▶ _Document passage_
:::

This tutorial explores practical implementation of text splitting through core methods like `split_text()` and `create_documents()`, including advanced features such as metadata handling.

### Table of Contents

- [Overview](#overview)
- [Environement Setup](#environment-setup)
- [CharacterTextSplitter Example](#charactertextsplitter-example)


### References

- [LangChain TextSplitter](https://python.langchain.com/api_reference/text_splitters/base/langchain_text_splitters.base.TextSplitter.html)
- [LangChain CharacterTextSplitter](https://python.langchain.com/api_reference/text_splitters/character/langchain_text_splitters.character.CharacterTextSplitter.html)
----

## Environment Setup

Set up the environment. You may refer to [Environment Setup](https://wikidocs.net/257836) for more details.

**[Note]**
- `langchain-opentutorial` is a package that provides a set of easy-to-use environment setup, useful functions and utilities for tutorials.
- You can checkout the [`langchain-opentutorial`](https://github.com/LangChain-OpenTutorial/langchain-opentutorial-pypi) for more details.

In [1]:
%%capture --no-stderr
%pip install langchain-opentutorial

In [2]:
# Install required packages
from langchain_opentutorial import package

package.install(
    [
        "langchain_text_splitters",
    ],
    verbose=False,
    upgrade=False,
)

## CharacterTextSplitter Example

Read and store contents from keywords file
* Open `./data/appendix-keywords.txt` file and read its contents.
* Store the read contents in the `file` variable

In [3]:
with open("/content/appendix-keywords.txt", encoding="utf-8") as f:
   file = f.read()

Print the first 500 characters of the file contents.

In [4]:
print(file[:500])

Semantic Search

Definition: A vector store is a system that stores data converted to vector format. It is used for search, classification, and other data analysis tasks.
Example: Vectors of word embeddings can be stored in a database for quick access.
Related keywords: embedding, database, vectorization, vectorization

Embedding

Definition: Embedding is the process of converting textual data, such as words or sentences, into a low-dimensional, continuous vector. This allows computers to unders


Create `CharacterTextSplitter` with parameters:

**Parameters**

* `separator`: String to split text on (e.g., newlines, spaces, custom delimiters)
* `chunk_size`: Maximum size of chunks to return
* `chunk_overlap`: Overlap in characters between chunks
* `length_function`: Function that measures the length of given chunks
* `is_separator_regex`: Boolean indicating whether separator should be treated as a regex pattern

In [5]:
from langchain_text_splitters import CharacterTextSplitter

text_splitter = CharacterTextSplitter(
   separator=" ",           # Splits whenever a space is encountered in text
   chunk_size=250,          # Each chunk contains maximum 250 characters
   chunk_overlap=50,        # Two consecutive chunks share 50 characters
   length_function=len,     # Counts total characters in each chunk
   is_separator_regex=False # Uses space as literal separator, not as regex
)

:::

(Rows from a data source)
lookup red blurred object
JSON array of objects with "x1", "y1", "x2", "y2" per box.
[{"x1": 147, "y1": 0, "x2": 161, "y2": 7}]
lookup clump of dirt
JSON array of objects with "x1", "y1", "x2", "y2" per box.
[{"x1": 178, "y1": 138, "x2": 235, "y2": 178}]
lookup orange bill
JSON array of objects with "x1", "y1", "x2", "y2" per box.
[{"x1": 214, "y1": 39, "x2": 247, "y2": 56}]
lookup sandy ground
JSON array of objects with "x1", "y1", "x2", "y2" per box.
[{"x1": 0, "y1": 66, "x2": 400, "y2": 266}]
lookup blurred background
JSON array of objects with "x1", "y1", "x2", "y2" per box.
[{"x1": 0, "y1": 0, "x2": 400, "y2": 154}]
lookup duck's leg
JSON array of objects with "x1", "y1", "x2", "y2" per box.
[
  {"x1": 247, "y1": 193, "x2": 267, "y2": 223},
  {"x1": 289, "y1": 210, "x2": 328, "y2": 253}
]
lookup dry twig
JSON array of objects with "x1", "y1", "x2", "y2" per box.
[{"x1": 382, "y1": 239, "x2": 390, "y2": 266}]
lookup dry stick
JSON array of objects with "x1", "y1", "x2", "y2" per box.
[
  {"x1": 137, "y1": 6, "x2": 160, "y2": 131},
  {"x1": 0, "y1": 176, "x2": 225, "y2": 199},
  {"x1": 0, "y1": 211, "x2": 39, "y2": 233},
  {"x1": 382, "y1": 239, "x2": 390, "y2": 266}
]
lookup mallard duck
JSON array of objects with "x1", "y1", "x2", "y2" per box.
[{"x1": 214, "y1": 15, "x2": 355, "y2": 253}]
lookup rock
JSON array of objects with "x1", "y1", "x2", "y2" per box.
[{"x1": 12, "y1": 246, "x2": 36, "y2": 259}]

:::

▶ _Exercises_
A - According to the text-splitting tutorial, how many characters do two consecutive chunks share with the splitter it creates?
B - Write the next part of the text-splitting tutorial, picking up after its final line.
The rows aren't needed here.

▶ _Answers_
A - 50 characters.

B -
Split text using the `split_text()` method.
* `text_splitter.split_text(file)[0]` returns the first chunk of the split text

In [16]:
res = text_splitter.split_text(file)
for i in range(len(res)):
  print(f"{i}:{res[i]}")
  print(len(res[i]))
  print("*"*10)

0:Semantic Search

Definition: A vector store is a system that stores data converted to vector format. It is used for search, classification, and other data analysis tasks.
Example: Vectors of word embeddings can be stored in a database for quick
244
**********
1:embeddings can be stored in a database for quick access.
Related keywords: embedding, database, vectorization, vectorization

Embedding

Definition: Embedding is the process of converting textual data, such as words or sentences, into a
236
**********
2:textual data, such as words or sentences, into a low-dimensional, continuous vector. This allows computers to understand and process the text.
Example: Represent the word “apple” as a vector such as [0.65, -0.23, 0.17].
Related keywords: natural
245
**********
3:as [0.65, -0.23, 0.17].
Related keywords: natural language processing, vectorization, deep learning

Token

Definition: A token is a breakup of text into smaller units. These can typically be words, sentences, or phrase

In [18]:
s = "embeddings can be stored in a database for quick"
print(len(s))

48


Create document objects from chunks and display the first one

In [19]:
chunks = text_splitter.create_documents([file])
print(chunks[0])

page_content='Semantic Search

Definition: A vector store is a system that stores data converted to vector format. It is used for search, classification, and other data analysis tasks.
Example: Vectors of word embeddings can be stored in a database for quick'


Demonstrate metadata handling during document creation:

* `create_documents` accepts both text data and metadata lists
* Each chunk inherits metadata from its source document

In [24]:
# Define metadata for each document
metadatas = [
   {"document": 1},
   {"document": 2},
]

# Create documents with metadata
documents = text_splitter.create_documents(
   [file],  # List of texts to split
   metadatas=metadatas,  # Corresponding metadata
)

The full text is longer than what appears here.